SUPPLIED PASSAGE

--------------------------------------------------

Extensibility is easy. Adding a custom optimization is two lines — no need to understand compiler internals, write visitors, or modify pass managers.
Correctness is local. Each pattern is a small theorem: "if this structure appears, replacing it with that structure preserves semantics." Verify each pattern independently. Composition of correct patterns yields correct programs.
Performance is tunable. O(1) pattern dispatch is fast by default. Combine with beam search for production workloads.
The Deeper Insight
Pattern matching trades generality for composability.
A general-purpose optimization pass can do anything — but that's exactly the problem. It's hard to verify, hard to extend, hard to compose with other passes. Ordering matters. Interactions are subtle.
A pattern is constrained: it matches a specific structure and produces a specific replacement. But constraints enable composition. For well-designed pattern sets, running patterns to a fixed point yields deterministic results. New patterns can be added with localized impact, and deleted without cascading failures — though in practice, pattern interactions should be tested to ensure convergence.

--------------------------------------------------

DATA SECTION
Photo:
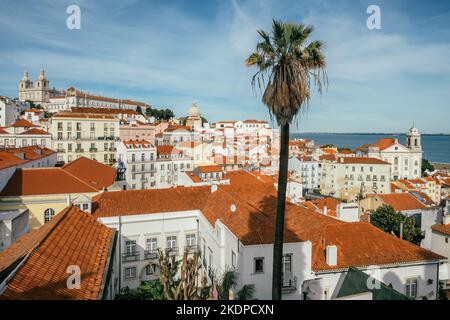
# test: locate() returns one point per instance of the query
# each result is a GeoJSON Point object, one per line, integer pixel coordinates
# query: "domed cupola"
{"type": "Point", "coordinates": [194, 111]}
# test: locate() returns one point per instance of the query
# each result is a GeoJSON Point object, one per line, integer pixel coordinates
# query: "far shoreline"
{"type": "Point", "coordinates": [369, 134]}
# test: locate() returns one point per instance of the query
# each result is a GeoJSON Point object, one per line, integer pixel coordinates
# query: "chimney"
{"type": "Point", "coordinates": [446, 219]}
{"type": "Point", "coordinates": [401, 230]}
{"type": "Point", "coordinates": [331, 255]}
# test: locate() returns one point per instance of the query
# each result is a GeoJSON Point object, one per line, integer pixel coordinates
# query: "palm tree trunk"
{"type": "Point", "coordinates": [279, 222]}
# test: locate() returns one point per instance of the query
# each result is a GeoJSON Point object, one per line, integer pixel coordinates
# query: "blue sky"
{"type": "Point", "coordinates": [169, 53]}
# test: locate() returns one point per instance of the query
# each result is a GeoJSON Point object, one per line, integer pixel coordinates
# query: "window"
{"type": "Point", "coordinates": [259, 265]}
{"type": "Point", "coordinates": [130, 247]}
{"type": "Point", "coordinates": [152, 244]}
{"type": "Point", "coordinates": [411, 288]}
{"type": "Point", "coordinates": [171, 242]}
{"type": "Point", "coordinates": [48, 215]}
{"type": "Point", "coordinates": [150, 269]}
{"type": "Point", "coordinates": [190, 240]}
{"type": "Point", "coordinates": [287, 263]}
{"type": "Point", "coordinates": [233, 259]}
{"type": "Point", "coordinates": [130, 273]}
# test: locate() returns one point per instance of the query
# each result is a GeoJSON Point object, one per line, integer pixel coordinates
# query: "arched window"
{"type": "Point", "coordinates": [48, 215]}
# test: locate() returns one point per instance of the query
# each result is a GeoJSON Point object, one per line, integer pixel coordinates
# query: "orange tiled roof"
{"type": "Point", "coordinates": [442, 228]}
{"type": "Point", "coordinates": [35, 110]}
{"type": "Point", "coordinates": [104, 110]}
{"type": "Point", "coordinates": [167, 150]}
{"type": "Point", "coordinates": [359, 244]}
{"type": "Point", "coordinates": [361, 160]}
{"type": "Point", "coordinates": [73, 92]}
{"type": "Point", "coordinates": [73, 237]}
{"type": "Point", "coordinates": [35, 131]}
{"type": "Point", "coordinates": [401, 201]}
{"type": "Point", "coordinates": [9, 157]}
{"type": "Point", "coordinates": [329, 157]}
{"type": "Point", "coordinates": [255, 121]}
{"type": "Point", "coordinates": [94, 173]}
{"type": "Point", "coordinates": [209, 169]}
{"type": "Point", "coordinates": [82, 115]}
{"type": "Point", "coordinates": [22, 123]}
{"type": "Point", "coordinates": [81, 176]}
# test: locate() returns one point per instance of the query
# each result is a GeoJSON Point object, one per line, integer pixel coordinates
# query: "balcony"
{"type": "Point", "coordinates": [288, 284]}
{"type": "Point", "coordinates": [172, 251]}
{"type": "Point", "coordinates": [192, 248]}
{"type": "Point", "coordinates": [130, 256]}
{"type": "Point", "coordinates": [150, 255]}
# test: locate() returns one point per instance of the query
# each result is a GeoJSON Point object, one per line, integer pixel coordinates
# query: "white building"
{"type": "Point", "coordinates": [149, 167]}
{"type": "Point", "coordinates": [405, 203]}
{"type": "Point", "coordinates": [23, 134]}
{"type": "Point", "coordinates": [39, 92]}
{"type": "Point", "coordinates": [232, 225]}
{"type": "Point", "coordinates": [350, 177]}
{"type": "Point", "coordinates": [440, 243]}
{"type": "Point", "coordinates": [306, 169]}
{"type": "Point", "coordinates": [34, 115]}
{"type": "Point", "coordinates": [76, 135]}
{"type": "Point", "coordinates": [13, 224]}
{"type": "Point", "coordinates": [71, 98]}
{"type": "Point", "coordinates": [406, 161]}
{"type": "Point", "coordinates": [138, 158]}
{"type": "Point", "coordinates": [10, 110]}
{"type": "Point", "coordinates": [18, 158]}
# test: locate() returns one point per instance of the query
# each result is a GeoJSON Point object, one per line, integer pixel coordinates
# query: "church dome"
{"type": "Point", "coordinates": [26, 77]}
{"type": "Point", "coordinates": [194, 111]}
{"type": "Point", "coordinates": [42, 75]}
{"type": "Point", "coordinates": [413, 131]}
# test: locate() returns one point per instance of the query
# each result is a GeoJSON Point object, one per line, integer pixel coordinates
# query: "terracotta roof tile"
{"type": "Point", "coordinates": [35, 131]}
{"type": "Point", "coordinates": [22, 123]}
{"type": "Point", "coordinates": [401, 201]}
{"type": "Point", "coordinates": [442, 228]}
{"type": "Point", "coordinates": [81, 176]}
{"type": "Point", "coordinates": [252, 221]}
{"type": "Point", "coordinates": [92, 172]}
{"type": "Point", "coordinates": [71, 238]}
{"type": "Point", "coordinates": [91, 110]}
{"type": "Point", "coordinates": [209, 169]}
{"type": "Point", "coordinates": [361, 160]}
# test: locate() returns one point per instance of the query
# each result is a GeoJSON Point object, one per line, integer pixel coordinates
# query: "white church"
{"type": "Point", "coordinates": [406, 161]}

--------------------------------------------------

WHAT THE EXERCISE ASKS
Revise the stretch of the pattern-matching passage from "Extensibility is easy." through "yields correct programs.", replacing "small theorem" with "small lemma". The data were drawn from a source separate from the pattern-matching passage.

ANSWER TO THE PROBLEM
Extensibility is easy. Adding a custom optimization is two lines — no need to understand compiler internals, write visitors, or modify pass managers.
Correctness is local. Each pattern is a small lemma: "if this structure appears, replacing it with that structure preserves semantics." Verify each pattern independently. Composition of correct patterns yields correct programs.